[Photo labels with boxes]

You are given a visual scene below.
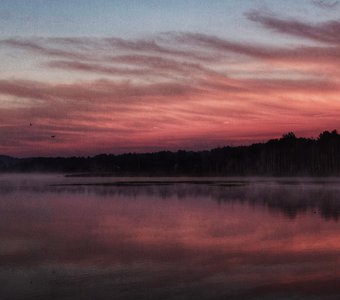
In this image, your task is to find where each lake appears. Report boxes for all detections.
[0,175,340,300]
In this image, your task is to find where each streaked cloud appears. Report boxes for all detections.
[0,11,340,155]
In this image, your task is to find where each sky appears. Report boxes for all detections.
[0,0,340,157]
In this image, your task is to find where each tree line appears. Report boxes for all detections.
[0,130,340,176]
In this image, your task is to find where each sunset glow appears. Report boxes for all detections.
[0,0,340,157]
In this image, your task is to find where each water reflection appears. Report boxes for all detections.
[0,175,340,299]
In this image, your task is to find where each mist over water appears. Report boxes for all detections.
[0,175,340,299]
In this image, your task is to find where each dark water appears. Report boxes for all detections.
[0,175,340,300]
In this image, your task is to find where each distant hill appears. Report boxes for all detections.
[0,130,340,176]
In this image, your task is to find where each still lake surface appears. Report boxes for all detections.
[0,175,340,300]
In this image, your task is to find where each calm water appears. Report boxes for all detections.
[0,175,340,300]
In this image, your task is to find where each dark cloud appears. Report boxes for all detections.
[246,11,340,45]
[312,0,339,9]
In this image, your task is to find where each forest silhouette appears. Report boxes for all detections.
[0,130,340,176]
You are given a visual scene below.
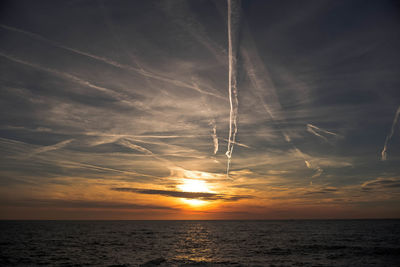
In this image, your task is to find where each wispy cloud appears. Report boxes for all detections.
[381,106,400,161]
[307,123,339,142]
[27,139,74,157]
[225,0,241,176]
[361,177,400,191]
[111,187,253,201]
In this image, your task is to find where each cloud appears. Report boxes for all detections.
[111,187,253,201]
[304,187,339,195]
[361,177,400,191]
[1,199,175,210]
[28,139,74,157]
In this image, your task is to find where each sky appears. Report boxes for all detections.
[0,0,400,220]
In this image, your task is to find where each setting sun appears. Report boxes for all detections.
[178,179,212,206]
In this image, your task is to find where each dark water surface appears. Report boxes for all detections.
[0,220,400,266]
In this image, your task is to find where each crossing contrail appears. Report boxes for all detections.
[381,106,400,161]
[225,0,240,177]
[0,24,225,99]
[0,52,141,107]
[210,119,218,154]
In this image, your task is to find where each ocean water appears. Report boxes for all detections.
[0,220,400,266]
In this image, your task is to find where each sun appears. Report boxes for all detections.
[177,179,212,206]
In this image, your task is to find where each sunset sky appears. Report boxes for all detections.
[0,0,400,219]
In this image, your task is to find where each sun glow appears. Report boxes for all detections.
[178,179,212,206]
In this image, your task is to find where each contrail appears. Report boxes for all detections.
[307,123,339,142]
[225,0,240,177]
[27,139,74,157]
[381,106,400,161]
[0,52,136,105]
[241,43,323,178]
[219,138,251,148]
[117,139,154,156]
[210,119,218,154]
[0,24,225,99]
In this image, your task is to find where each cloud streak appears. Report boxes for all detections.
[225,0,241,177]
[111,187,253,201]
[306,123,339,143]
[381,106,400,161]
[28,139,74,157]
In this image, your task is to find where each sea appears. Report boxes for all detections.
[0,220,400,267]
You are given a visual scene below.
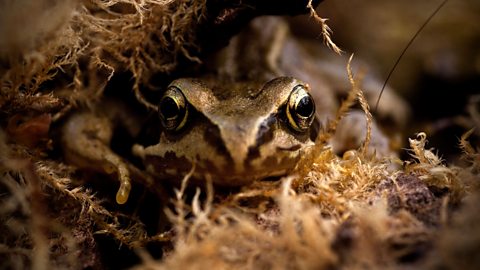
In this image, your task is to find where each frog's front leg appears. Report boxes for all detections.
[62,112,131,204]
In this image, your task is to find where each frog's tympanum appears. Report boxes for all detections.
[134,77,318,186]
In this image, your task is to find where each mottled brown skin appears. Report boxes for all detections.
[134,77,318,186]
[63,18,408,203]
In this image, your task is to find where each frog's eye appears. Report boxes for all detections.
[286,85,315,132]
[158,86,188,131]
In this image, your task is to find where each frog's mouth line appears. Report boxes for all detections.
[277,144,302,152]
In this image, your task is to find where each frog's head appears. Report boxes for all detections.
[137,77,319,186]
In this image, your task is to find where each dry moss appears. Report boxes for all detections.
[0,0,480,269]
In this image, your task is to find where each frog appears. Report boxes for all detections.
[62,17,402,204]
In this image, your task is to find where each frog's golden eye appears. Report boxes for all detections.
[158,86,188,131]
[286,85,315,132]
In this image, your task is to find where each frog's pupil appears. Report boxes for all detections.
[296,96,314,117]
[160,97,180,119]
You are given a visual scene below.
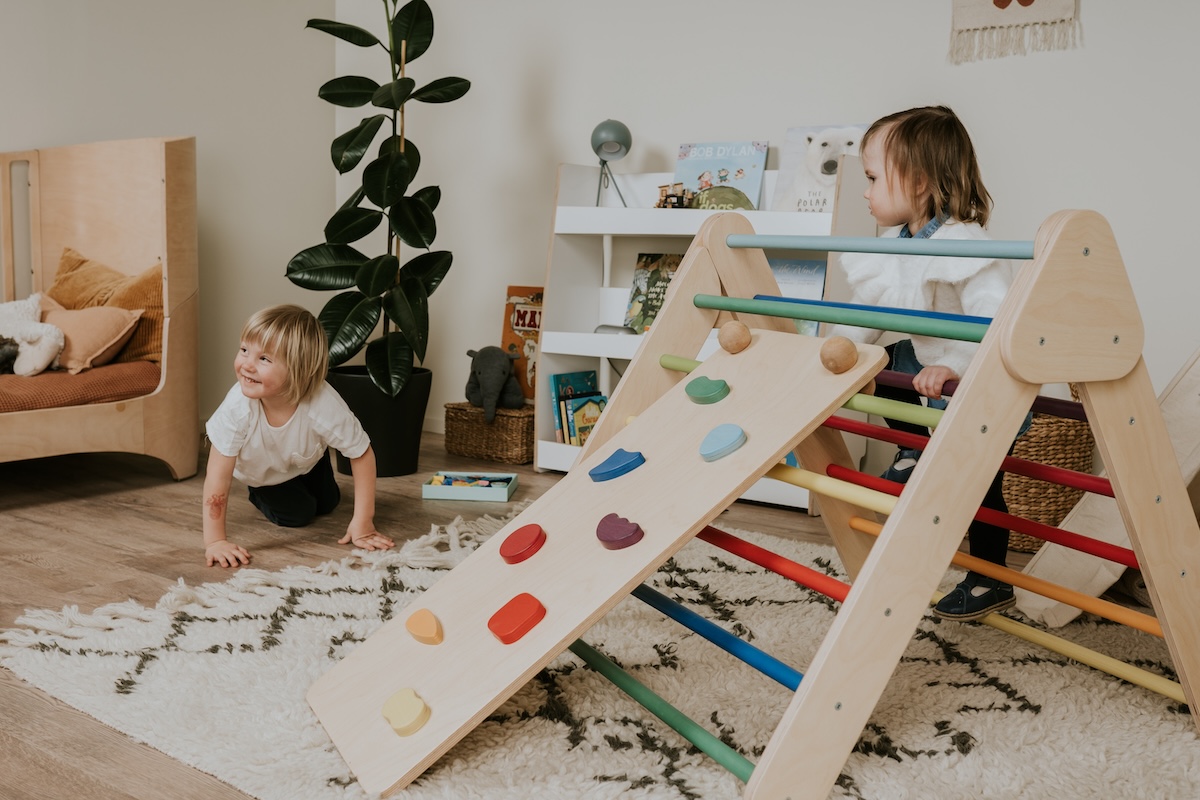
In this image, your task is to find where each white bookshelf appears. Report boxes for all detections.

▶ **Short exercise**: Write out the rows above word for word, from the line with "sunset sky appears. Report boxes for all detections." to the line with "[0,220,400,267]", including both of those lines.

▶ **Output of the task**:
In this image, your task is to find where each sunset sky appears. Report boxes for all detections.
[0,0,400,219]
In this image, your task is to find where each sun glow appears. Report boxes for all detections.
[178,179,212,206]
In this image, your task is to find where each contrail appears. Report boxes for all detections.
[307,123,339,142]
[225,0,240,177]
[27,139,74,157]
[381,106,400,161]
[0,52,136,105]
[241,43,323,178]
[219,138,251,148]
[117,139,154,156]
[210,119,218,154]
[0,24,225,99]
In this image, your task is to find where each cloud streak appears. Report boxes for all detections.
[225,0,241,177]
[111,187,253,201]
[306,123,339,143]
[381,106,400,161]
[28,139,74,157]
In this image, your task is to find where each sea appears. Report boxes for all detections.
[0,220,400,267]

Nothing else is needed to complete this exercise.